■ REQUESTS ■
- 1) Which section and table of the databook does the code comment in the dwc3 excerpt cite?
- 2) Write out the dwc3 excerpt word for word, starting with "[ 15144.916351580 0x43cfbf72f2]" and going on through "it's timed out.".

======== EXTRACT ========

No, it's not finished here and the SETUP is not prepared yet.

[ 15144.916351580 0x43cfbf72f2] event (000020c0): ep0out: Transfer Not Ready [0] (Not Active) [Status Phase]
[ 15144.916419185 0x43cfbf7803] dbg_send_ep_cmd: ep0out: cmd 'Start Transfer' [406] params 00000000 efffa000 00000000 --> status: Successful

dwc3 just started the Status stage. It did not prepare for the next SETUP
phase yet.


> ...
> Transfer' [f0c08] params 00000000 00000000 00000000 --> status: Timed Out

That's why it's timed out.

>
>> diff --git a/drivers/usb/dwc3/gadget.c b/drivers/usb/dwc3/gadget.c
>> index ab725d2262d6..3b40411556ff 100644
>> --- a/drivers/usb/dwc3/gadget.c
>> +++ b/drivers/usb/dwc3/gadget.c
>> @@ -2506,6 +2506,8 @@ static int dwc3_gadget_pullup(struct usb_gadget *g, int is_on)
>>
>> is_on = !!is_on;
>> dwc->softconnect = is_on;
>> +
>> +retry:
>> /*
>> * Per databook, when we want to stop the gadget, if a control transfer
>> * is still in process, complete it and get the core into setup phase.
>> @@ -2541,6 +2543,24 @@ static int dwc3_gadget_pullup(struct usb_gadget *g, int is_on)
>> return 0;
>> }
>>
>> + if (!is_on) {
>> + spin_lock_irqsave(&dwc->lock, flags);
>> + if (dwc->ep0state != EP0_SETUP_PHASE) {
>> + spin_unlock_irqrestore(&dwc->lock, flags);
>> + goto retry;
>> + }
>> +
>> + /*
>> + * In the Synopsis DesignWare Cores USB3 Databook Rev. 3.30a
>> + * Section 4.1.8 Table 4-7, it states that for a device-initiated
>> + * disconnect, the SW needs to ensure that it sends "a DEPENDXFER
>> + * command for any active transfers" before clearing the RunStop
>> + * bit.

======== MATERIAL PROVIDED ========

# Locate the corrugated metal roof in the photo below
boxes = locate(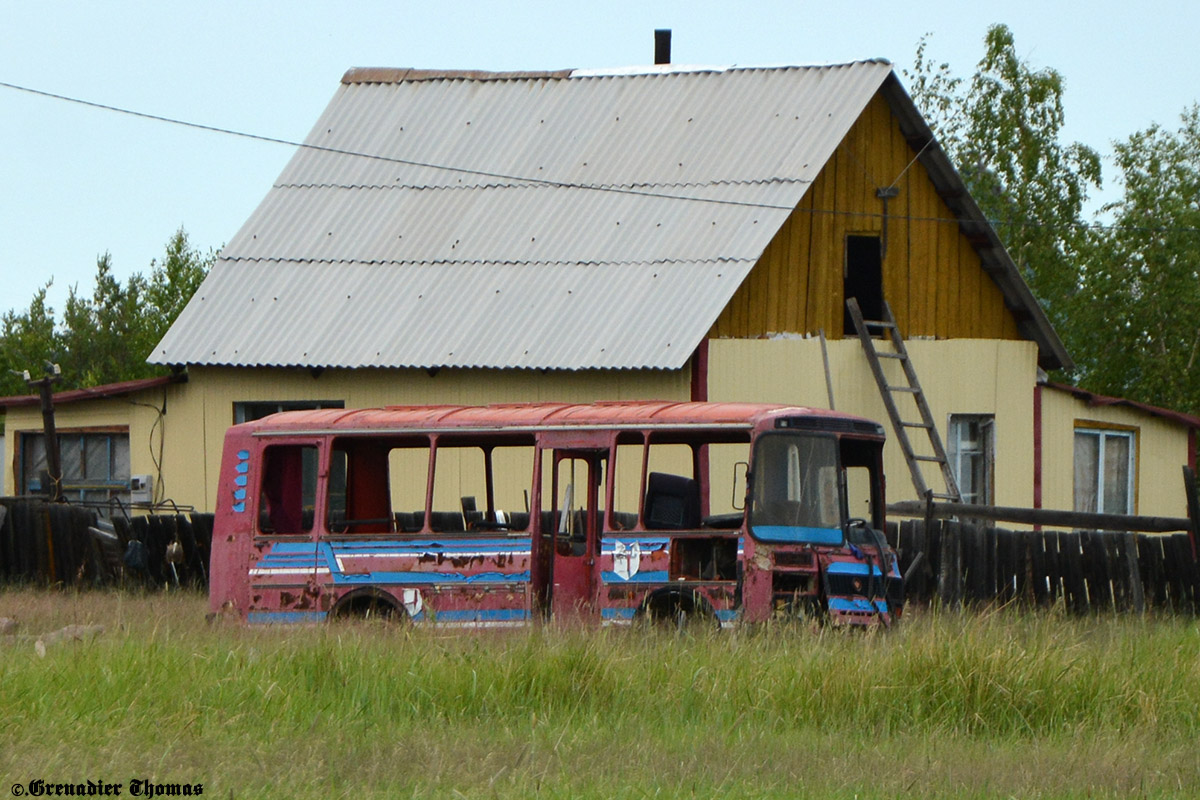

========

■ SOLUTION LIST ■
- 1) Section 4.1.8, Table 4-7 of the Synopsis DesignWare Cores USB3 Databook Rev. 3.30a.

- 2)
[ 15144.916351580 0x43cfbf72f2] event (000020c0): ep0out: Transfer Not Ready [0] (Not Active) [Status Phase]
[ 15144.916419185 0x43cfbf7803] dbg_send_ep_cmd: ep0out: cmd 'Start Transfer' [406] params 00000000 efffa000 00000000 --> status: Successful

dwc3 just started the Status stage. It did not prepare for the next SETUP
phase yet.


> ...
> Transfer' [f0c08] params 00000000 00000000 00000000 --> status: Timed Out

That's why it's timed out.